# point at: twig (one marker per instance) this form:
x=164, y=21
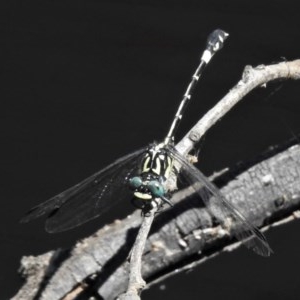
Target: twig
x=251, y=79
x=136, y=282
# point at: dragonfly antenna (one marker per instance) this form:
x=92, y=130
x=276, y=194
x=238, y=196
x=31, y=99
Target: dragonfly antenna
x=215, y=42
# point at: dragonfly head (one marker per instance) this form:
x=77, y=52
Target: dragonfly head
x=146, y=189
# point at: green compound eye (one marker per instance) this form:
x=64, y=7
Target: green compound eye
x=156, y=188
x=135, y=182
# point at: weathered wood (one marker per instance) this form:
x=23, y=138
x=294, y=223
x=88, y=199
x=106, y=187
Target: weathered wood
x=266, y=191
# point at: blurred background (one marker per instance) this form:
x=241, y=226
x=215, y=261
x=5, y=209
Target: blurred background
x=85, y=82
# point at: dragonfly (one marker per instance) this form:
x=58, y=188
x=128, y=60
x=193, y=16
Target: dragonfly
x=144, y=173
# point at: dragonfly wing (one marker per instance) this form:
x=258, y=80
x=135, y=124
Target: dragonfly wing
x=89, y=198
x=221, y=208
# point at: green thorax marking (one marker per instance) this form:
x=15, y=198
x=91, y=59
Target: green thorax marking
x=157, y=161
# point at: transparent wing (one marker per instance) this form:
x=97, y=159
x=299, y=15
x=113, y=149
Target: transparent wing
x=217, y=204
x=89, y=198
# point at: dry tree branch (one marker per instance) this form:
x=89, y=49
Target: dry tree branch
x=186, y=232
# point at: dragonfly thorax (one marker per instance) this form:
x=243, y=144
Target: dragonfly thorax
x=155, y=168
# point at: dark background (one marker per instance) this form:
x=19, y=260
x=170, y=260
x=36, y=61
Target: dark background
x=84, y=82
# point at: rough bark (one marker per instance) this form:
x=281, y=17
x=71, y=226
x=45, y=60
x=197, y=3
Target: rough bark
x=266, y=190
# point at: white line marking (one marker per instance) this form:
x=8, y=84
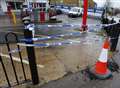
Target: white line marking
x=18, y=60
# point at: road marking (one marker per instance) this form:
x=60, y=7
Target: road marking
x=18, y=60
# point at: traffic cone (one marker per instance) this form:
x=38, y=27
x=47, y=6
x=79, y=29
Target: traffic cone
x=100, y=70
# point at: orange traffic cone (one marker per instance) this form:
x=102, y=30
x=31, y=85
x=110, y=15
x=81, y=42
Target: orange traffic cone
x=100, y=70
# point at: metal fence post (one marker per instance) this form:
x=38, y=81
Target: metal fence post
x=5, y=72
x=31, y=57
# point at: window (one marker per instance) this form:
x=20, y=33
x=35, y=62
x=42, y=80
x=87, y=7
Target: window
x=15, y=5
x=41, y=6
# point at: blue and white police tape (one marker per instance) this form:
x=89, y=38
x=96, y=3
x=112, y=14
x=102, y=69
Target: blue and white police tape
x=65, y=25
x=49, y=44
x=15, y=50
x=51, y=37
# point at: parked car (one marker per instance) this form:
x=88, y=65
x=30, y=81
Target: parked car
x=59, y=9
x=75, y=12
x=65, y=9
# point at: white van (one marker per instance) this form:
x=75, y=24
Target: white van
x=75, y=12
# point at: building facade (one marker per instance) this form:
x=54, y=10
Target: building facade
x=16, y=4
x=72, y=2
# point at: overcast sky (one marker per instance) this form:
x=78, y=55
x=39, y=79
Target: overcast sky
x=115, y=3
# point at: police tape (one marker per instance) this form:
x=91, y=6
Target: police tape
x=42, y=45
x=65, y=25
x=51, y=37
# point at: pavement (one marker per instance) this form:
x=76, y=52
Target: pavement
x=62, y=66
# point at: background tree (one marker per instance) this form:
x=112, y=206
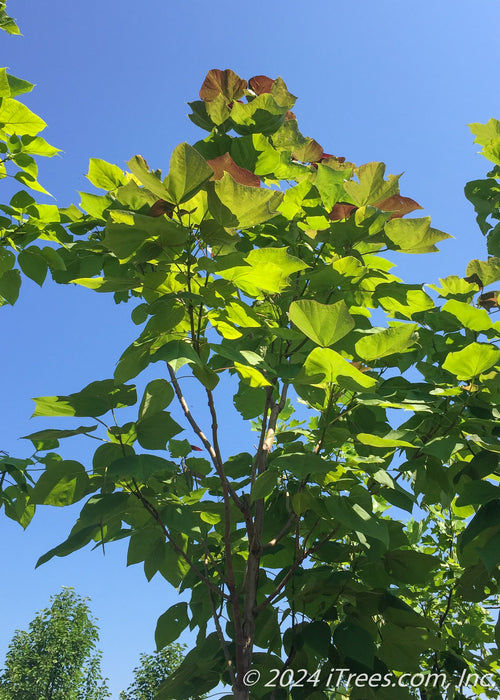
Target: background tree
x=56, y=658
x=259, y=267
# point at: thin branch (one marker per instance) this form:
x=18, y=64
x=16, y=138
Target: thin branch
x=154, y=513
x=220, y=634
x=294, y=568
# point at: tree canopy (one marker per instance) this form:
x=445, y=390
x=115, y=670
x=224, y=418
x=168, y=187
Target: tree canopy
x=55, y=658
x=361, y=529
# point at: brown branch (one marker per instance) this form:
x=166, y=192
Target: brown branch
x=227, y=494
x=222, y=639
x=156, y=516
x=189, y=415
x=294, y=568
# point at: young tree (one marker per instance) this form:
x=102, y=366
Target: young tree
x=22, y=222
x=55, y=658
x=258, y=266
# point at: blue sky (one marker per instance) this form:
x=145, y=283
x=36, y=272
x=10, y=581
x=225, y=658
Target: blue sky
x=390, y=81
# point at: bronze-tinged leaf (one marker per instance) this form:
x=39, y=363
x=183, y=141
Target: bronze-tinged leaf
x=341, y=210
x=260, y=84
x=488, y=300
x=224, y=82
x=309, y=152
x=400, y=206
x=475, y=279
x=225, y=164
x=160, y=207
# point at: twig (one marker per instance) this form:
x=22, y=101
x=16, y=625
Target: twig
x=154, y=513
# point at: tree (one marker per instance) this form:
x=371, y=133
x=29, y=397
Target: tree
x=22, y=222
x=56, y=658
x=258, y=268
x=152, y=671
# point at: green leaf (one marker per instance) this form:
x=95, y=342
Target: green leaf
x=251, y=375
x=61, y=484
x=140, y=467
x=324, y=366
x=7, y=260
x=33, y=264
x=372, y=187
x=157, y=395
x=240, y=206
x=414, y=235
x=267, y=269
x=329, y=183
x=140, y=169
x=51, y=434
x=488, y=271
x=377, y=441
x=16, y=118
x=53, y=258
x=38, y=146
x=188, y=172
x=322, y=323
x=264, y=484
x=487, y=518
x=127, y=231
x=105, y=176
x=154, y=431
x=410, y=566
x=94, y=400
x=10, y=284
x=469, y=316
x=472, y=360
x=301, y=464
x=477, y=493
x=484, y=133
x=77, y=539
x=354, y=642
x=393, y=340
x=171, y=624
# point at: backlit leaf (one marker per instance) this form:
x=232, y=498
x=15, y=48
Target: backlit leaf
x=188, y=171
x=387, y=342
x=472, y=360
x=322, y=323
x=105, y=176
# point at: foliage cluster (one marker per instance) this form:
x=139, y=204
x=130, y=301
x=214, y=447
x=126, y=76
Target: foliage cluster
x=55, y=658
x=258, y=264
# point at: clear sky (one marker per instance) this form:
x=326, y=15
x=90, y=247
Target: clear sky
x=390, y=81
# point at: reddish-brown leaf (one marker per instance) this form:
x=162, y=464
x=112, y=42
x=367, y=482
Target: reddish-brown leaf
x=225, y=164
x=341, y=210
x=488, y=300
x=398, y=205
x=260, y=84
x=224, y=82
x=160, y=207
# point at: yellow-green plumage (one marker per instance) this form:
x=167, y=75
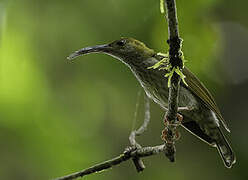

========

YOUR TASK
Locate each line in the data above that contains the string "dark", and reproduce those lines in full.

COMPLETED EXERCISE
# point at: dark background (one marker per instance) this form:
Target: dark background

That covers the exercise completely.